Vorliegender Text:
= = =
Diese Tatsachen zeigen zweierlei Dinge auf. Zum einen hätten wir die erfreuliche Botschaft,
dass man sich darum bemüht, Kulturelles zu fördern und auch bereit ist, dafür Traditionen
aufzugeben und Gewohnheiten zu brechen. Zum anderen zeigt es genau auf, was alles
möglich wäre und was im Fall KuGL versäumt wurde. Zudem muss man erkennen, dass die
Stadt kein Interesse hat, dass die Jugend etwas selbst in die Hand nimmt. Es geht so weit,
dass sie den Jugendlichen mit besagter Bewilligungsverweigerung sogar noch Steine in den
Weg legt und so versucht, sie mundtot zu machen. Ganz zu schweigen davon, dass beim
Musikfest die Nachfrage der Stadtbewohner ziemlich verhalten ausgefallen ist, während
beim Fall KuGl fast 10% mit ihrer Unterschrift das Anliegen aussprechen, die Stadt solle sich
mit ALLEN Mitteln um den Erhalt des Kulturlokals kümmern.

Quod erat demonstrandum: Herr E. Michel (Leiter Baubewilligungen) rechtfertigte sich im
Tagblatt vom 12. März 2011 auf die Kritik unsererseits an der erneut gewährten
Fristverlängerung zugunsten des Klägers, mit den Worten: „Solche Nachfristen seien üblich,
ja sogar die Regel.“ Im Vergleich zu den vorgenommenen Regel- und Traditionsbrüchen vom
Musikfest, scheint eine solche, gesetzlich nicht verankerte Regel doch das erste zu sein, wo
die Stadt aktiv ihr Interesse am Erhalt hätte aufzeigen können.

Daraus lässt sich eindeutig erkennen: Die Stadt St.Gallen ist zu passiv, um eine
Weiterführung des KuGl in gewohnter Form zu unterstützen!

Man hätte einige Möglichkeiten gehabt, der Eskalierung bis in die politisch höchsten Etagen
entgegenzuwirken. Wir von Klartext fragen uns zum Beispiel: Weshalb wurde keine
Projektgruppe gebildet, welche sich diesem Fall annimmt? Eine Projektgruppe, welche nicht
nur an der Lösung des Falles arbeitet, sondern auch eine koordinierende und
kommunizierende Funktion einnimmt.
Eigentlich hätten wir solche Massnahmen oder auch nur Ideen in Ihrem Antwortschreiben
erwartet. Leider erhielten wir ziemlich viel Nichtssagendes und nur spärlich Informationen,
was die Stadt zur Rettung beiträgt.
Warum wir auf so eine grosse Unterstützung pochen, hat nicht zuletzt damit zu tun, dass
man eines nicht vergessen sollte: Die Stadt selbst ist dafür verantwortlich, dass der Kläger
überhaupt so weit kommen konnte. Ausschreibefehler, die niemals hätten gemacht werden
dürfen und deshalb von Ihnen geschickt verschweigt werden, sind ein wesentlicher Grund
dafür, weshalb wir, die Jugend, nun ein Stück Entfaltungsraum verlieren könnten.
= = =
Arbeitsauftrag: Schreiben Sie aus dem obigen Text über das Kulturlokal KuGl die Passage zwischen „Quod erat demonstrandum: Herr“ und „Form zu unterstützen!“, beide einschließlich, unverändert nieder.
= = =
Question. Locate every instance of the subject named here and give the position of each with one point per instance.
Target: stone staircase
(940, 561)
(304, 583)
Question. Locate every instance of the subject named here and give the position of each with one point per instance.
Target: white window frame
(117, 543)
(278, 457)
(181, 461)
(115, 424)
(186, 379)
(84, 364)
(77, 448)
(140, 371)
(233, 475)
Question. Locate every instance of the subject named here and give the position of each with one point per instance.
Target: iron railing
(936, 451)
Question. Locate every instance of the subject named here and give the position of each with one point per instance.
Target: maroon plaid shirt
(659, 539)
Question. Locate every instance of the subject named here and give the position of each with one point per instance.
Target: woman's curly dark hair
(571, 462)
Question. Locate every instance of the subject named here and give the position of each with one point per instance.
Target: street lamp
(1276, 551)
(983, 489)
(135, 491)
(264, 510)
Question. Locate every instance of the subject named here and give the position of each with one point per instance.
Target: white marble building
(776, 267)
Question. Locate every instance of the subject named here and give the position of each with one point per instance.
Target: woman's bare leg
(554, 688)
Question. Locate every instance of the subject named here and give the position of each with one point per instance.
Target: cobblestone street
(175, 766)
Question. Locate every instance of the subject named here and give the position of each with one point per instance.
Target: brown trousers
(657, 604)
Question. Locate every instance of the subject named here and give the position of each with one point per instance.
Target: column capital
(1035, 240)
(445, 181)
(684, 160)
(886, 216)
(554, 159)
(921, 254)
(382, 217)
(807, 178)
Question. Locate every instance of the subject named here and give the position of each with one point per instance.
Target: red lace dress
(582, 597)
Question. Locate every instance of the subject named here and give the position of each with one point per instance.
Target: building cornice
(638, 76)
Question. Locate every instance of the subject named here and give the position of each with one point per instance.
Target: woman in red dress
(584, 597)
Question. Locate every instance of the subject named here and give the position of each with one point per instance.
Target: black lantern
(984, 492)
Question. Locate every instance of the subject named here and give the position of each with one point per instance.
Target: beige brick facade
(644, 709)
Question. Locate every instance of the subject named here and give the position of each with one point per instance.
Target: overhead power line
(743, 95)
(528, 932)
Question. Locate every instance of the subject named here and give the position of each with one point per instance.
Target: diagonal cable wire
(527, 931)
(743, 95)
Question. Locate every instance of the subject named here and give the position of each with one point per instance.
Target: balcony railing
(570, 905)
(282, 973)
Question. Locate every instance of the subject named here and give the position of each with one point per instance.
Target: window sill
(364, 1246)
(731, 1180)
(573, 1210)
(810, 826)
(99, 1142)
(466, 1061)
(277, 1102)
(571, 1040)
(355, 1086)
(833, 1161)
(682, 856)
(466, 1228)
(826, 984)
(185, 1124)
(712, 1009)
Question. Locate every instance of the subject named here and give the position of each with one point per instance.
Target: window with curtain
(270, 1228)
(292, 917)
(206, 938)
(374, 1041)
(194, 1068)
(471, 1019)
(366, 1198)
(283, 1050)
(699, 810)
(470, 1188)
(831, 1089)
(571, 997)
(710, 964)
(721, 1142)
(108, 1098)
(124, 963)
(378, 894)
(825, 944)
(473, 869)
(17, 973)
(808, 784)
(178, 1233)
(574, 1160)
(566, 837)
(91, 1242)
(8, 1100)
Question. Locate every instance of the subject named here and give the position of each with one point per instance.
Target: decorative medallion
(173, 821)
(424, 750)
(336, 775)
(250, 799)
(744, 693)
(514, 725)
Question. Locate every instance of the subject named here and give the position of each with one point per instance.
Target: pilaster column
= = =
Schriftliche Antwort:
Quod erat demonstrandum: Herr E. Michel (Leiter Baubewilligungen) rechtfertigte sich im
Tagblatt vom 12. März 2011 auf die Kritik unsererseits an der erneut gewährten
Fristverlängerung zugunsten des Klägers, mit den Worten: „Solche Nachfristen seien üblich,
ja sogar die Regel.“ Im Vergleich zu den vorgenommenen Regel- und Traditionsbrüchen vom
Musikfest, scheint eine solche, gesetzlich nicht verankerte Regel doch das erste zu sein, wo
die Stadt aktiv ihr Interesse am Erhalt hätte aufzeigen können.

Daraus lässt sich eindeutig erkennen: Die Stadt St.Gallen ist zu passiv, um eine
Weiterführung des KuGl in gewohnter Form zu unterstützen!